* [Written exercise] Please read the movie review below and state who directed The Electric State.

* [Passage to read]

········

Skip to main content

2025

The Electric State

"Rust, robots, and the ghosts of the nineties."

The Electric State poster
  • 125 minutes
  • Directed by Anthony Russo
  • Millie Bobby Brown, Chris Pratt, Ke Huy Quan

⏱ 5-minute read

There is a specific kind of melancholy that comes from seeing a giant, rusted-out animatronic mascot slumped over a 1990s-era Taco Bell. It’s that exact brand of "junk-shop surrealism" that Simon Stålenhag captured in his original narrative art book, and I’ll admit, I was terrified the Russo Brothers were going to polish all the grime off of it. We’ve seen what happens when $320 million of Netflix’s money meets a "vision"—sometimes you get a sprawling epic, and sometimes you get a digital smoothie where everything tastes like grey pixels.

Scene from The Electric State

My neighbor was power-washing his driveway the entire time I watched this, and the constant, mindless hum of machinery actually provided a weirdly perfect 4D soundtrack for a movie about the leftovers of a robot uprising. It helped ground the experience, because The Electric State is a film that constantly teeters between being a soulful road trip and a high-octane franchise-starter.

········

* [Given entries]
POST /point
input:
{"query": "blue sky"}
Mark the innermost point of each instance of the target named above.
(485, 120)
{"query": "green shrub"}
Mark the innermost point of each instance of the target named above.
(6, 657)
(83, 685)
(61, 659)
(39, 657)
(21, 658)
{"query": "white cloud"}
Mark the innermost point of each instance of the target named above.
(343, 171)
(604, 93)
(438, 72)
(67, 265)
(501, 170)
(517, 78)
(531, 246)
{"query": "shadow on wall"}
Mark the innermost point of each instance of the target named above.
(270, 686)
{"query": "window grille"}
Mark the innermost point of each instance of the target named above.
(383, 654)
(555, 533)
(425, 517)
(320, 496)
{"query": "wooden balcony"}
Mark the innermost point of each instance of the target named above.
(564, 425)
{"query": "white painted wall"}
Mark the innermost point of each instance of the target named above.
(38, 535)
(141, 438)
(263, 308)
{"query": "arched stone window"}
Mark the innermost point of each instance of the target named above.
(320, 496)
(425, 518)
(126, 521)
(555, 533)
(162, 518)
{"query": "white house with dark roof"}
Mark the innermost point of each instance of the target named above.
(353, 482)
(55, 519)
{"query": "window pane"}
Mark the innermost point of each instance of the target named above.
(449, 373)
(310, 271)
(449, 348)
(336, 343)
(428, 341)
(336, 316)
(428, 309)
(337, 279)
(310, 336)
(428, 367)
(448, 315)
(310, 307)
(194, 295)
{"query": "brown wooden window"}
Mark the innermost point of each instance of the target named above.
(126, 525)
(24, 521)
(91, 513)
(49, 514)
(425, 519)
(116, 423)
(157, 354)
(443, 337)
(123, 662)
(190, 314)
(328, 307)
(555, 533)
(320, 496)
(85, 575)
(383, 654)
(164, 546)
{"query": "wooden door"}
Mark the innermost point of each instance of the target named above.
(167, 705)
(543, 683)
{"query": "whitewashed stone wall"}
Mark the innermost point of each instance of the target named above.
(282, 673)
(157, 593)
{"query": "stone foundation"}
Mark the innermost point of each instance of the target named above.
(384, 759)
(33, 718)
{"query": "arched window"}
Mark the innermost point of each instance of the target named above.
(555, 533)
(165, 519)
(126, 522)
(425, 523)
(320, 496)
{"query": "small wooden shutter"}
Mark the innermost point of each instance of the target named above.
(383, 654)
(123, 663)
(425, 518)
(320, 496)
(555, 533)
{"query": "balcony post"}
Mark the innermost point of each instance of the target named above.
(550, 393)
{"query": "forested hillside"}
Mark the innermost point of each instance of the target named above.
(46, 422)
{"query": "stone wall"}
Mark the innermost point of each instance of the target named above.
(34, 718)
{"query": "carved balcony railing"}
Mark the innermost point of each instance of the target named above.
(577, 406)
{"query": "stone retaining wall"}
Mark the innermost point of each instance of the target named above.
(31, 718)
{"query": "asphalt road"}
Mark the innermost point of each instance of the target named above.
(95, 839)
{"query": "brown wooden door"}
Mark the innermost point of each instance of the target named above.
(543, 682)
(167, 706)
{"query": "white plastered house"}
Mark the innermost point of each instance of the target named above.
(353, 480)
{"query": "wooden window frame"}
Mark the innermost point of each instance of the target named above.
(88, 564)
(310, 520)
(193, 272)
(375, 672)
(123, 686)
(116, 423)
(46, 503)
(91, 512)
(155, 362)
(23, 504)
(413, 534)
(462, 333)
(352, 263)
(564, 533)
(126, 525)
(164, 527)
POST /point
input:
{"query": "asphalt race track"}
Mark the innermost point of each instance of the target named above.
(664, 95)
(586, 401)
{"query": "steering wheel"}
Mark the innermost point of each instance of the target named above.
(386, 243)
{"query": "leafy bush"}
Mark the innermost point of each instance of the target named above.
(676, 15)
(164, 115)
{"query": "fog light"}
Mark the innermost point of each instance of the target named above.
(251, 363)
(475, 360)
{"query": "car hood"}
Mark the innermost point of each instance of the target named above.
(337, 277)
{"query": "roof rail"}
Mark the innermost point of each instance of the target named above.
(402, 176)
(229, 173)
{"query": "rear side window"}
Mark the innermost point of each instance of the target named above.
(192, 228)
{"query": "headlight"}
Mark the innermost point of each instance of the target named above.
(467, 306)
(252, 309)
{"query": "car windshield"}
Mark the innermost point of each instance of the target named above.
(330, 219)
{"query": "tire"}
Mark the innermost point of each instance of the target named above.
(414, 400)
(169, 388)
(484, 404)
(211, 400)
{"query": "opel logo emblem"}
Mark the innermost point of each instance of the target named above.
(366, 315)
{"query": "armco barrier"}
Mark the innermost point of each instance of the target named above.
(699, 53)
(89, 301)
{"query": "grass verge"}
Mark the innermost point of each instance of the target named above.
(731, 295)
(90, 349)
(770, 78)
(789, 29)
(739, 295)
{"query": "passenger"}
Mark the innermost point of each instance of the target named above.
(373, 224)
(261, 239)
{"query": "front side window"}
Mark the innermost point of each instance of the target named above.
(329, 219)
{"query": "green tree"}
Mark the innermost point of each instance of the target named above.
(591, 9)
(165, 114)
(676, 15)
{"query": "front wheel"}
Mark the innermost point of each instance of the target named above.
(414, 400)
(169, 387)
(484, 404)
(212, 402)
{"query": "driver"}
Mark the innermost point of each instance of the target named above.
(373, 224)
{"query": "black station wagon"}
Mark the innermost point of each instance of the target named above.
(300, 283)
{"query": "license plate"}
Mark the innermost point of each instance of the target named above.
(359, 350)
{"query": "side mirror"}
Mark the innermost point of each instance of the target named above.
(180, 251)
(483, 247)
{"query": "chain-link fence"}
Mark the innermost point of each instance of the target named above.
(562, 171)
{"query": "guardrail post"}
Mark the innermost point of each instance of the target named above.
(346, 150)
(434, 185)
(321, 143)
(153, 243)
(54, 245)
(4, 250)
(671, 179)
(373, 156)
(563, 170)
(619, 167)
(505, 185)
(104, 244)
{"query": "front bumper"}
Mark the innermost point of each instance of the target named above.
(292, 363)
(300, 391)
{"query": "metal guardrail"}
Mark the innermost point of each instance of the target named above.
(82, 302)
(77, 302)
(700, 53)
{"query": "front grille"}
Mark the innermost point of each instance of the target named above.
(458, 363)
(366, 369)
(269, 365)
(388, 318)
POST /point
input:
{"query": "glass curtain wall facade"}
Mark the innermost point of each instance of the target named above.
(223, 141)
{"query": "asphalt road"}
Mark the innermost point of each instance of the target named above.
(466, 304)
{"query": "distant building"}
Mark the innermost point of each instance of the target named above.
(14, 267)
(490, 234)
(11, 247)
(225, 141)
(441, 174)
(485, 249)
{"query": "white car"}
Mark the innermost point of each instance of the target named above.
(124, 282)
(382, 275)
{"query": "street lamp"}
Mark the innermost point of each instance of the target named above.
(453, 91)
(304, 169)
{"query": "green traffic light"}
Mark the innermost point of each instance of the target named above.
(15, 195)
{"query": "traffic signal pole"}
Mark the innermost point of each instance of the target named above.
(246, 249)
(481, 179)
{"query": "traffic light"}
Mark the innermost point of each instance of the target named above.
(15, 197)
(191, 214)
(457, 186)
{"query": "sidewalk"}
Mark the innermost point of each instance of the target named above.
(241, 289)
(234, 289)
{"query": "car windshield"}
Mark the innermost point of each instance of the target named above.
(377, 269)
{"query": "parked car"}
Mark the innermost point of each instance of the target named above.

········

* [Task result] Anthony Russo